**TASK REQUIREMENTS**
Reproduce the following lines verbatim, from the first line of the data through the last.

+++ MATERIAL PROVIDED +++

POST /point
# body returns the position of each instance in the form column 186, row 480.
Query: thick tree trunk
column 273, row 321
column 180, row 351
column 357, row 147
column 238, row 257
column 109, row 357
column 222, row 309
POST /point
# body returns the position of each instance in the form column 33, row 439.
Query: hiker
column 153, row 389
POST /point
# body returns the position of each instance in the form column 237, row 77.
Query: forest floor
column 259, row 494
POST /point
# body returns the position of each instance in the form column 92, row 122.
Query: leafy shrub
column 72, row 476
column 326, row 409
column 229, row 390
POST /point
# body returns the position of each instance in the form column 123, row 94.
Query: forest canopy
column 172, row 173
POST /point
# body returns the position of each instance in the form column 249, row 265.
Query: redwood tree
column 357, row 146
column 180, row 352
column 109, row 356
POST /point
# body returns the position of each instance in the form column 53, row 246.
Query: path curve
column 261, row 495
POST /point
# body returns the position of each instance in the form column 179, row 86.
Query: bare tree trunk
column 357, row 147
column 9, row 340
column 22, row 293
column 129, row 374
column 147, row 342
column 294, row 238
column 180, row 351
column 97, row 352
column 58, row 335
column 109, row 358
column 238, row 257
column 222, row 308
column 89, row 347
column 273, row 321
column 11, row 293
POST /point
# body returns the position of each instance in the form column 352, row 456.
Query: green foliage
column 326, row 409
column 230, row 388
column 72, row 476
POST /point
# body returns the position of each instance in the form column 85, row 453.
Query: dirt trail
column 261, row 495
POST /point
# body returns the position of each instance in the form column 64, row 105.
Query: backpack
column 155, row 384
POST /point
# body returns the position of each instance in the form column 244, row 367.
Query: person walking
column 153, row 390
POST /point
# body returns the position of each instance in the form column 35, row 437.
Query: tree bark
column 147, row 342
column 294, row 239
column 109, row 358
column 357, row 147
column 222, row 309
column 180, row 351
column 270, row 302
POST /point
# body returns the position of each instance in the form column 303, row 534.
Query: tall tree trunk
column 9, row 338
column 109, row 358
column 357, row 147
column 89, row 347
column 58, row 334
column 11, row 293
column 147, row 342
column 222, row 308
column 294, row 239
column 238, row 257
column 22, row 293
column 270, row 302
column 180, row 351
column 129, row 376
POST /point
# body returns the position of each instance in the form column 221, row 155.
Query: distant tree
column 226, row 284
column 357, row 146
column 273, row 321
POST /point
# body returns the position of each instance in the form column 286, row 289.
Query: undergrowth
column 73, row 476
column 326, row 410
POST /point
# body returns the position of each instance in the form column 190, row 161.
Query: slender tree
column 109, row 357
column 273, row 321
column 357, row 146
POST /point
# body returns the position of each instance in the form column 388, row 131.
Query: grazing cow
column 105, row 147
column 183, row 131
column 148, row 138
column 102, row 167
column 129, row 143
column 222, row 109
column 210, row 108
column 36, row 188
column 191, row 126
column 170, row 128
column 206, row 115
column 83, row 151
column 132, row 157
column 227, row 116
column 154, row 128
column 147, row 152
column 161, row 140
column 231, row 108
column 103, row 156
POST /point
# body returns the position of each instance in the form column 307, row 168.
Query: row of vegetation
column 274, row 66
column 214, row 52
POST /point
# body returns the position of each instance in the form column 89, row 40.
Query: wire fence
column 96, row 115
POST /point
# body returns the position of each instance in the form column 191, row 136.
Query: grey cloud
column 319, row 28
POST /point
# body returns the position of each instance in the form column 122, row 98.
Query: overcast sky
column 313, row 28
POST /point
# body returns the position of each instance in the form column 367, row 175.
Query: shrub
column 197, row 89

+++

**EXERCISE ANSWER**
POST /point
# body returns the position of each instance in the form column 186, row 480.
Query: thick tree trunk
column 273, row 321
column 180, row 351
column 357, row 147
column 238, row 257
column 109, row 357
column 222, row 309
POST /point
# body returns the position of each instance in the form column 33, row 439.
Query: hiker
column 153, row 389
POST /point
# body returns the position of each instance in the form column 237, row 77.
Query: forest floor
column 259, row 494
POST /point
# body returns the position of each instance in the form column 92, row 122.
Query: leafy shrub
column 72, row 476
column 326, row 409
column 229, row 390
POST /point
# body returns the position of each instance in the form column 123, row 94.
Query: forest canopy
column 172, row 173
POST /point
# body returns the position of each instance in the form column 249, row 265.
Query: redwood tree
column 357, row 146
column 180, row 352
column 109, row 356
POST /point
# body returns the position of each instance in the form column 53, row 246.
Query: path curve
column 261, row 495
POST /point
# body returns the position of each instance in the form column 179, row 86.
Query: bare tree trunk
column 357, row 147
column 9, row 340
column 22, row 293
column 129, row 374
column 147, row 342
column 294, row 238
column 180, row 351
column 97, row 352
column 58, row 335
column 109, row 358
column 238, row 257
column 222, row 308
column 89, row 347
column 273, row 321
column 11, row 293
POST /point
# body returns the position of each instance in the form column 352, row 456.
Query: green foliage
column 326, row 409
column 230, row 388
column 72, row 476
POST /point
# body returns the position of each instance in the form column 85, row 453.
Query: dirt trail
column 261, row 495
POST /point
# body returns the position of each instance in the form column 64, row 105.
Query: backpack
column 155, row 384
POST /point
# body returns the position of each instance in the form column 244, row 367.
Query: person walking
column 153, row 390
POST /point
# body returns the position of each instance in the form column 35, row 437.
Query: tree bark
column 147, row 342
column 294, row 239
column 109, row 358
column 357, row 147
column 222, row 309
column 180, row 351
column 270, row 302
POST /point
# body returns the position of each instance in the form column 303, row 534.
Query: tall tree trunk
column 9, row 338
column 109, row 358
column 357, row 147
column 89, row 347
column 58, row 334
column 11, row 293
column 147, row 342
column 222, row 308
column 294, row 239
column 238, row 257
column 22, row 293
column 270, row 302
column 180, row 351
column 129, row 376
POST /point
# body returns the position of each instance in the form column 221, row 155.
Query: distant tree
column 226, row 284
column 357, row 146
column 273, row 321
POST /point
# body returns the position of each instance in the form column 286, row 289.
Query: undergrowth
column 73, row 476
column 326, row 410
POST /point
# body returns the position of each instance in the form column 190, row 161.
Query: slender tree
column 109, row 357
column 273, row 321
column 357, row 146
POST /point
# body returns the position of each instance in the form column 388, row 131.
Query: grazing cow
column 105, row 147
column 183, row 131
column 148, row 138
column 102, row 167
column 129, row 143
column 222, row 109
column 210, row 108
column 36, row 188
column 191, row 126
column 170, row 128
column 206, row 115
column 83, row 151
column 132, row 157
column 227, row 116
column 154, row 128
column 147, row 152
column 161, row 140
column 231, row 108
column 103, row 156
POST /point
# body returns the position of each instance in the form column 307, row 168.
Query: row of vegetation
column 274, row 66
column 214, row 52
POST /point
# body returns the position of each instance in the form column 89, row 40.
Query: wire fence
column 96, row 115
POST /point
# body returns the position of each instance in the form column 191, row 136.
Query: grey cloud
column 319, row 28
POST /point
# body returns the position of each instance in the form column 122, row 98.
Query: overcast sky
column 313, row 28
POST /point
# body returns the position of each instance in the form column 367, row 175.
Query: shrub
column 197, row 89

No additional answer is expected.